DATA UNDER STUDY ▸
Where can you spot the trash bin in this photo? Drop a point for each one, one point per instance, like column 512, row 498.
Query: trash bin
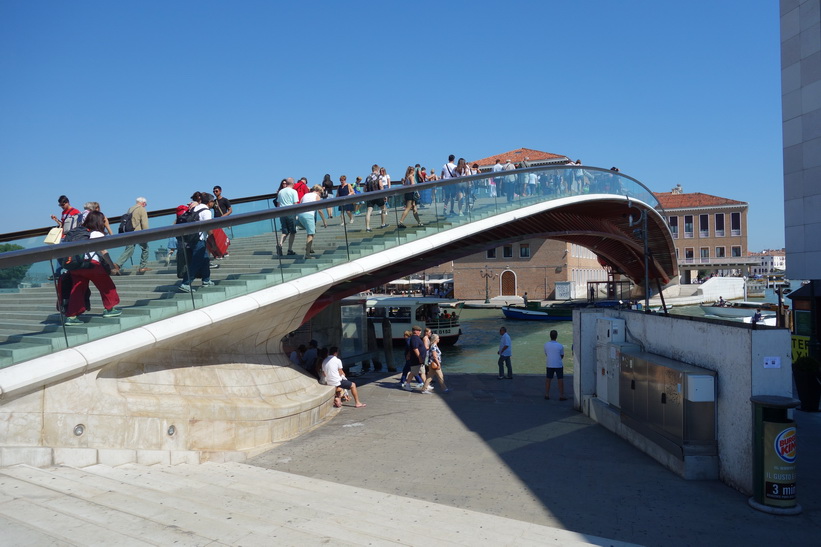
column 774, row 455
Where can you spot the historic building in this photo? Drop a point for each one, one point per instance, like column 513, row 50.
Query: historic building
column 531, row 265
column 770, row 261
column 710, row 233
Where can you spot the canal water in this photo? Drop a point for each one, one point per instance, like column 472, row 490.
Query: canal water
column 475, row 352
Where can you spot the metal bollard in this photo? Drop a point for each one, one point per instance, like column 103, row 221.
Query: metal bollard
column 774, row 455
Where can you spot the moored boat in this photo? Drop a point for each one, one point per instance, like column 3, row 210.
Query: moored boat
column 441, row 315
column 553, row 312
column 737, row 309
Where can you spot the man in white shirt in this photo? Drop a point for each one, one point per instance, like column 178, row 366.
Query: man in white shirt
column 373, row 183
column 452, row 192
column 510, row 181
column 554, row 352
column 495, row 182
column 335, row 376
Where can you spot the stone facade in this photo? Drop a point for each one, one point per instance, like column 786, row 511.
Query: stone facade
column 710, row 233
column 531, row 265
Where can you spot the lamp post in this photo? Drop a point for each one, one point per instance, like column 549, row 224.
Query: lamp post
column 488, row 275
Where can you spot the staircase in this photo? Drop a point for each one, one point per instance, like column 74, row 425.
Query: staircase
column 30, row 325
column 236, row 504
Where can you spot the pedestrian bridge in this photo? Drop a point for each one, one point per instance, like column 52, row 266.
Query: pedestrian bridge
column 202, row 375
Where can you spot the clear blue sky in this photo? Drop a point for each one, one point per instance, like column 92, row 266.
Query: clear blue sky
column 106, row 101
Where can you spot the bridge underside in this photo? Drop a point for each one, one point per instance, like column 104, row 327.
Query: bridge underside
column 214, row 382
column 601, row 224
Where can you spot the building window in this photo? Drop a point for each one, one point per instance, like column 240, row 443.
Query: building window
column 674, row 226
column 719, row 225
column 703, row 225
column 735, row 224
column 688, row 226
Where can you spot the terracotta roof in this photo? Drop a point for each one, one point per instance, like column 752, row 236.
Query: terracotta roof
column 695, row 200
column 534, row 156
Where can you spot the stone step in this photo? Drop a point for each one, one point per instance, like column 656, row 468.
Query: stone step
column 232, row 503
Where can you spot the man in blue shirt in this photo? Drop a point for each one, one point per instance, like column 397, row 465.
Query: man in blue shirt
column 504, row 355
column 554, row 352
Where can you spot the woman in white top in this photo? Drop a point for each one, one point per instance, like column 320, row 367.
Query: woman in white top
column 95, row 273
column 199, row 265
column 410, row 199
column 308, row 220
column 434, row 362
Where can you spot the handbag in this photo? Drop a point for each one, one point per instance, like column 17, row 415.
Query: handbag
column 55, row 235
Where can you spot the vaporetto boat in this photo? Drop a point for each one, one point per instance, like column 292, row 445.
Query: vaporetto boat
column 441, row 315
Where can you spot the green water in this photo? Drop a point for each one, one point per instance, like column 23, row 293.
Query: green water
column 475, row 352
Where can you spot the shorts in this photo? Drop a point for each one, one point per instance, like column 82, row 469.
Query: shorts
column 288, row 225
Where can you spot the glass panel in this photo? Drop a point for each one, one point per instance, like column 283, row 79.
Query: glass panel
column 31, row 325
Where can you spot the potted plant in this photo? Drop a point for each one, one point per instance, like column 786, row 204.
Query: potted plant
column 806, row 371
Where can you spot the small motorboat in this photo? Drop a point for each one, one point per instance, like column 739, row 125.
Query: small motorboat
column 553, row 312
column 737, row 309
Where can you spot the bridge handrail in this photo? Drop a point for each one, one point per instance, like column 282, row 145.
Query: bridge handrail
column 256, row 263
column 50, row 252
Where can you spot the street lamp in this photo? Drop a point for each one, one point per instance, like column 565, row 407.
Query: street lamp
column 488, row 275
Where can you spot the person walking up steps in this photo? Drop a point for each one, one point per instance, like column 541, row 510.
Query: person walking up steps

PROBLEM ▸ All lines that contain the word "person" should be copied from the listing.

SOLUTION FOR THIS TASK ▸
Where can you spot the person walking up steps in this photo? Drop a point for each one, one point per instance, like column 541, row 510.
Query: person walking up steps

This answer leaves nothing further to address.